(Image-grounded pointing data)
++++++++

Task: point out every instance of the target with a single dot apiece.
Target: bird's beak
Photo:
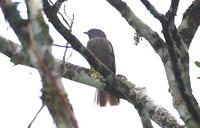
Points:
(85, 33)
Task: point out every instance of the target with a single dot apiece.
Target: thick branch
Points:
(190, 22)
(79, 74)
(144, 30)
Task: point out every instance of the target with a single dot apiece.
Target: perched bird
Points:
(103, 50)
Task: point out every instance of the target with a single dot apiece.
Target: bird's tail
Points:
(102, 98)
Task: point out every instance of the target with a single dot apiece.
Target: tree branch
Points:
(144, 30)
(82, 75)
(152, 10)
(190, 22)
(36, 42)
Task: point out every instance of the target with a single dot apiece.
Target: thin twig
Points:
(34, 118)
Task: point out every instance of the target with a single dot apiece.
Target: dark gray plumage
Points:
(103, 50)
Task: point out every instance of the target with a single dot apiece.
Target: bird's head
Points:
(92, 33)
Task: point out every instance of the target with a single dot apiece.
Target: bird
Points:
(103, 50)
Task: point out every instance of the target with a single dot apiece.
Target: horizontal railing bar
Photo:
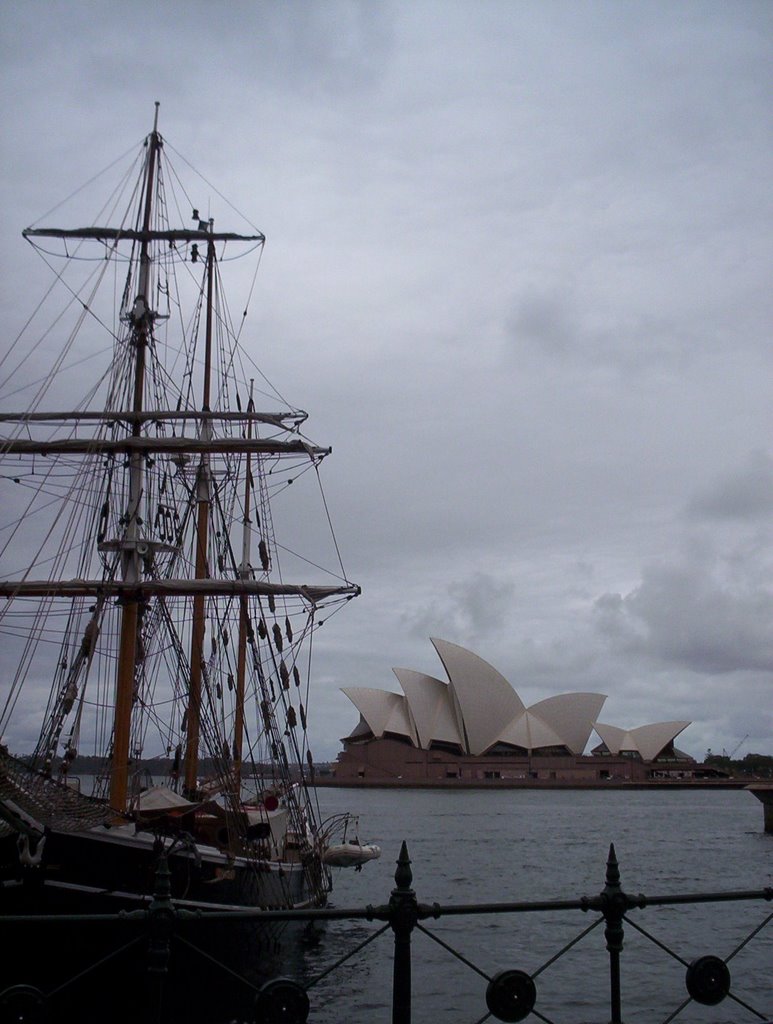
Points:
(424, 909)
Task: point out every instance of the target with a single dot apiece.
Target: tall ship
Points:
(148, 602)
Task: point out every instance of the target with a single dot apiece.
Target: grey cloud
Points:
(744, 493)
(685, 614)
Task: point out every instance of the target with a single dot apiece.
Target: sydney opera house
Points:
(475, 729)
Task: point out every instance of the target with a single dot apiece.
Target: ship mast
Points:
(244, 622)
(141, 321)
(202, 540)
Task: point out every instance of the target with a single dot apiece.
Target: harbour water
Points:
(472, 847)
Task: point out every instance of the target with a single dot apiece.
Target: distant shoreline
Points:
(530, 783)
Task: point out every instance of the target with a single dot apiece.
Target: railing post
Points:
(614, 906)
(402, 918)
(161, 916)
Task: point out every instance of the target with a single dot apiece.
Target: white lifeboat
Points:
(350, 854)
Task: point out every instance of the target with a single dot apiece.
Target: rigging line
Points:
(74, 298)
(330, 522)
(56, 369)
(209, 183)
(132, 148)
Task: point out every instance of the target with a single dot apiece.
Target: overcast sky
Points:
(518, 270)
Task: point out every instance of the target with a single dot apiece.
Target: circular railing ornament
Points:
(282, 1001)
(707, 980)
(511, 995)
(23, 1003)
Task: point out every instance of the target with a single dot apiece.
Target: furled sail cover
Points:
(486, 700)
(432, 708)
(648, 740)
(571, 716)
(384, 711)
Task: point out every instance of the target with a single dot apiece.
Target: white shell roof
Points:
(530, 731)
(571, 716)
(478, 708)
(432, 708)
(384, 711)
(647, 739)
(486, 699)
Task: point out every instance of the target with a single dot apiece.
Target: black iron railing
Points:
(165, 933)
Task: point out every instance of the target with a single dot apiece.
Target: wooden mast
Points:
(141, 322)
(202, 540)
(244, 623)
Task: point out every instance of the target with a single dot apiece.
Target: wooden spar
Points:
(130, 619)
(128, 235)
(202, 540)
(137, 446)
(141, 590)
(287, 420)
(244, 621)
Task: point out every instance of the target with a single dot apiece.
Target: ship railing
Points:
(512, 994)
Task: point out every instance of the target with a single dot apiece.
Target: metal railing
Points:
(165, 933)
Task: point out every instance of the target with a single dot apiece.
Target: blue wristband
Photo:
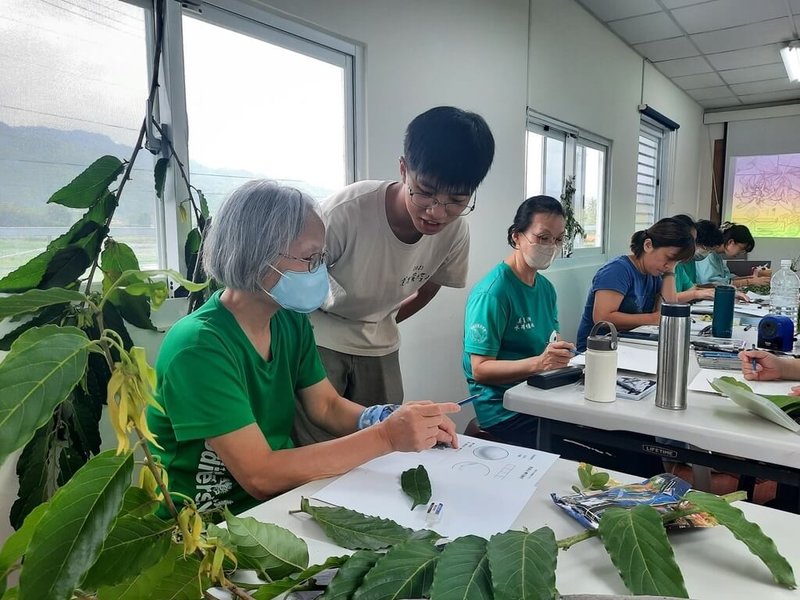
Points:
(375, 414)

++++++++

**TASK TO CARRY OUT**: From the entries above, copy each line that holds "ship".

**PROBLEM SOLUTION**:
Target: tall ship
Target: ship mast
Target: ship railing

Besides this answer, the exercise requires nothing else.